## BEGIN Records for the exercise

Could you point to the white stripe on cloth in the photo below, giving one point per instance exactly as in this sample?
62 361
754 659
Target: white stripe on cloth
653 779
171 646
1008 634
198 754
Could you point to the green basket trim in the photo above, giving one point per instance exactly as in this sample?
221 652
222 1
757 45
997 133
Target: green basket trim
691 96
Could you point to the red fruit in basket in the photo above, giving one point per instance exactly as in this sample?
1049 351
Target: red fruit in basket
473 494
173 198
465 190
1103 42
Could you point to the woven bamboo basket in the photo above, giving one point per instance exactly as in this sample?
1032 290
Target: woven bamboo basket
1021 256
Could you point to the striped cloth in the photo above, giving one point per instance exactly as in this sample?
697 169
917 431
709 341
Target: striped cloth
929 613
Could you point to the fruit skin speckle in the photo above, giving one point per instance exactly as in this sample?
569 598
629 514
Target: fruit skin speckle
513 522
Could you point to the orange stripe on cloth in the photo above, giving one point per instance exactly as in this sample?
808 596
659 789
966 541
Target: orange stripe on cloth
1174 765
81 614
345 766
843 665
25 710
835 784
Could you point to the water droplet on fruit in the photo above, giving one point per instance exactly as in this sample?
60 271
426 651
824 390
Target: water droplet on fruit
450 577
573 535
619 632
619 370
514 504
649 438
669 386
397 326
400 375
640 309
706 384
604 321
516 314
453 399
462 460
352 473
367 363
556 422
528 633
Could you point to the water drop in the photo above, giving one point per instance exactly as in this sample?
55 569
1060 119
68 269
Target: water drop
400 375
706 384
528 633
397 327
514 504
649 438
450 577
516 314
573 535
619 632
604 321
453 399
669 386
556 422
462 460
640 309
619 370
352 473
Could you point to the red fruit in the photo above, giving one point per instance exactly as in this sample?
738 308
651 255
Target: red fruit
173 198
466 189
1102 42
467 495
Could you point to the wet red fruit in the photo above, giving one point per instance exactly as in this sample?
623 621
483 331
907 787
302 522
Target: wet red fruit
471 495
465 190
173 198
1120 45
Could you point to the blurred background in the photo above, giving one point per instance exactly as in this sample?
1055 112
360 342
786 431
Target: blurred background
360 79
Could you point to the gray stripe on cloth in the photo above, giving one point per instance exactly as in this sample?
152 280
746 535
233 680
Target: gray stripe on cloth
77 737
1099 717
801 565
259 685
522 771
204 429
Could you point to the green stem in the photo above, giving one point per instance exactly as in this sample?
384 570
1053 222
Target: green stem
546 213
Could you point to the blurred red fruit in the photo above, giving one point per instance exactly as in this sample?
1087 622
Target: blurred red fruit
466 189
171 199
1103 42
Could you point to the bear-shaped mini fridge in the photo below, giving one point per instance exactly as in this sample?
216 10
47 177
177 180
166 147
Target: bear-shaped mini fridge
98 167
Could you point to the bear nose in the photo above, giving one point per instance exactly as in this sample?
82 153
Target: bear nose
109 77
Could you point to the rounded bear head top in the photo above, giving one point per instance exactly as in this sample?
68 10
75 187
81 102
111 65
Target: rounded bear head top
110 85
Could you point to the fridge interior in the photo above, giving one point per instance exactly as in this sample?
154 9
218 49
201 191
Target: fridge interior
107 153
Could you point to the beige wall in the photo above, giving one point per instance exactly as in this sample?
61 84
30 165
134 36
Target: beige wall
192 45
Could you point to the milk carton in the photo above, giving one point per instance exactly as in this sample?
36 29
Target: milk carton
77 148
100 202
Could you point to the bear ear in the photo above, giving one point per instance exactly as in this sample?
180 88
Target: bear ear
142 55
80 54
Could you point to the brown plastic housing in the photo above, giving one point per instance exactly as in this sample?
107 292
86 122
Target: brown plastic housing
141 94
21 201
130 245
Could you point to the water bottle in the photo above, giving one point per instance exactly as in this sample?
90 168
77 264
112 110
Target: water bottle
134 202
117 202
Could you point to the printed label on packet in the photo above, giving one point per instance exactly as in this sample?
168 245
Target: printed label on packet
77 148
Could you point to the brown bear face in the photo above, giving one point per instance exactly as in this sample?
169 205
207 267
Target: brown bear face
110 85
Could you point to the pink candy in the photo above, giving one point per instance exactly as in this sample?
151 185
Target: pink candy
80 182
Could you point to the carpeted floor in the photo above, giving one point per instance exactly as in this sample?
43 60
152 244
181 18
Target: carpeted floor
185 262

## END Records for the exercise

Set down all of the entries exactly, please.

Could you point to the white stripe on cloth in the photo below, giving one point per instance exactly as in this sample?
62 361
754 659
Target: white stripe on cloth
653 779
171 646
1008 634
198 754
Could you point to the green basket trim in the photo above, giving one point per instance exactly as in this sample?
221 652
222 1
757 45
997 133
Target: green basket trim
691 96
Could you point to the red fruit in basket in the photo above, giving one point per instance exactly as in this sample?
1049 351
Target: red fruit in basket
473 494
173 198
465 190
1103 42
Could you point to the woven bamboo basket in the photo above, giving one point per instance exactly as in this sample?
1032 290
Target: woven bamboo basket
1021 256
Could you point to the striped cloth in the photo above, giving one point per instance exactly as in this sample?
697 169
917 431
709 341
Target: striped cloth
929 613
Could you point to the fruit skin speckle in the photo above, giving one point per instance exactly as in this sample?
569 598
629 514
Target: fruit skin speckle
513 522
Could you point to the orange stripe on cloth in the photo above, giving one point per instance exactly as in this sample?
808 596
659 789
966 541
Target: orange stripe on cloth
1174 765
81 614
345 766
843 665
25 710
835 784
Could you point to the water droplet on fruit in the photo above, giving one point per instance exactly as in this sample?
60 271
426 651
824 390
Target: water droplet on fruit
450 577
573 535
619 632
619 370
514 504
649 438
669 386
397 326
400 375
640 309
706 384
604 321
516 314
453 399
462 460
352 473
367 363
556 422
528 633
Could you point to the water drop in the photo above, giving one point per instance exactly as in this sample?
55 569
1060 119
68 269
Target: water drop
400 375
706 384
528 633
397 327
514 504
649 438
450 577
516 314
573 535
619 632
604 321
453 399
669 386
556 422
462 460
640 309
619 370
352 473
Could you point to the red fruit in the photo above, giving one point per instance exactly as in this sample?
738 308
651 255
Target: red fruit
173 198
466 189
1102 42
467 495
Could you point to the wet red fruit in the photo above, giving one point per instance exactly as in this sample?
623 621
483 331
907 787
302 522
Target: wet red fruit
471 495
465 190
173 198
1120 45
Could you point to the blurred background in the photo above, giving one point per instance exactly as in this sample?
1055 112
360 342
786 431
Target: blurred background
360 79
Could you point to the gray stripe on cloth in the photo above, giving one point per instance exactly as in this sample?
152 280
746 535
233 680
Target: gray stripe on cloth
77 737
1099 717
801 565
259 685
522 771
204 429
Could you point to the green stem in the photo above, giving one point per instance exactly as in this sample?
384 570
1053 222
Target: green stem
546 213
Could you point to the blurred red fruit in the photo above, giving one point per instance exactly as in this sample?
1087 622
Target: blurred red fruit
466 189
171 199
1103 42
Could you point to the bear-shaped mini fridge in the photo below, giving one point per instance exactly as in this sample?
216 10
47 177
177 180
166 147
Target: bear-shaped mini fridge
98 167
Could you point to the bear nose in the photo above, giving one point per instance exactly as in this sample?
82 153
Target: bear nose
109 77
Could you point to the rounded bear head top in the photo above, giving one point per instance exactly as in this sample?
68 10
75 187
81 102
111 65
Target: rounded bear head top
110 85
Could you point to the fridge interior in the photo above, giving one point per instance exactly as in this sample?
154 9
218 49
201 191
Target: fridge interior
107 153
Could you point to the beige wall in the photo above, giving one point per instance exactly as in this sample?
61 84
30 165
134 36
Target: beige wall
192 45
Could you point to the milk carton in the photo above, giving one point per instance exactly as in this sample?
36 29
Target: milk carton
77 148
100 202
Could you point to the bear ear in the photo above, giving one point per instance exactly as in this sample?
180 88
Target: bear ear
142 55
80 54
Could you point to the brown plastic housing in the photo above, giving one point per instance exactly as in this sample?
107 292
86 122
Target: brown plastic housing
141 94
21 201
130 245
Could you point to the water bottle in the photo above, giving one point per instance exactly as in this sample?
90 168
77 264
112 110
Target: water bottle
134 202
117 202
Could you point to the printed label on packet in the photo above, giving one point per instance exactly as in this sample?
168 245
Target: printed label on packet
77 148
Could you point to the brown bear face in the photo above, giving one point per instance exactly as in this sample?
169 205
207 267
Target: brown bear face
110 85
Could you point to the pink candy in the photo above, giving one point per instance exactly as in this sample?
151 185
Target: pink candy
80 182
Could you point to the carpeted floor in the photo above, giving one point per instance exactly as in this sample?
43 60
152 244
181 18
Target: carpeted floor
185 262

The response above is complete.